## WORK ORDER
One part of the entries below is wanted: the lines from the one containing "Could you point to the long" through the one containing "Could you point to the tall". Write those out exactly and nothing else.

## DATA PROVIDED
● ● ● ● ●

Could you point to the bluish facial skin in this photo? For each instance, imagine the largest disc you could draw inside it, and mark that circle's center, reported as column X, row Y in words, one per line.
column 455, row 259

● ● ● ● ●

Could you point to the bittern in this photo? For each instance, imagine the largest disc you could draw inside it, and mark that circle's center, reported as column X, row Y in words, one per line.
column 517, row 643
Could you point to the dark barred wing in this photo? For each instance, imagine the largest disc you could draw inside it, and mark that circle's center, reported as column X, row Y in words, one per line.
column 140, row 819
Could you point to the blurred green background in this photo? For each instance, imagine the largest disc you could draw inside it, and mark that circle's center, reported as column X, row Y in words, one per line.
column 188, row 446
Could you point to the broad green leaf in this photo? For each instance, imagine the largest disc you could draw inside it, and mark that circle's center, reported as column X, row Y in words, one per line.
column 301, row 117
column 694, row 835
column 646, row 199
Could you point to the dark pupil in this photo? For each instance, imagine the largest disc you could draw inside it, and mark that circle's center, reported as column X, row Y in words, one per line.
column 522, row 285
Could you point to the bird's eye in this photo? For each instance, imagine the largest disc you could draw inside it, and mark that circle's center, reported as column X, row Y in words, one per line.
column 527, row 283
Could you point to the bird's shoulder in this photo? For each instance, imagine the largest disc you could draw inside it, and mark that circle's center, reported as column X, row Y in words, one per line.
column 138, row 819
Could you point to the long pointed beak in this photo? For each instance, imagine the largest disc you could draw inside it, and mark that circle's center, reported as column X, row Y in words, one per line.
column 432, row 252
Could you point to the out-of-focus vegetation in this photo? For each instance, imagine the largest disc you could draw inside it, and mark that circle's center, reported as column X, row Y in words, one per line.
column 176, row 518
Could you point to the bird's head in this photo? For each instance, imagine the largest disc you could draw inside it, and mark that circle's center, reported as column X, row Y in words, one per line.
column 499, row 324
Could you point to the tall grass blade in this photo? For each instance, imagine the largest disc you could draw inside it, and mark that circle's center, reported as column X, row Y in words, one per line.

● ● ● ● ●

## WRITTEN RESPONSE
Could you point to the long pointed beak in this photo? For each instance, imagine the largest disc you could draw inside it, and mark that circle's center, reported as column X, row Y in words, one per line.
column 432, row 252
Could you point to the out-of-focus vegetation in this photo? For each instance, imagine the largest disc you could draw inside it, and mark that circle's center, reported as column X, row Y in words, one per line.
column 176, row 518
Could you point to the bird's head in this photo? For each instance, imagine the largest disc you could draw inside it, and mark that circle's center, reported as column X, row Y in words, one per line.
column 499, row 324
Could you point to the tall grass blade in this photo? For each instance, imagine the largest disc you could draw inside it, and mark that circle's center, reported as column X, row Y in words, one per line.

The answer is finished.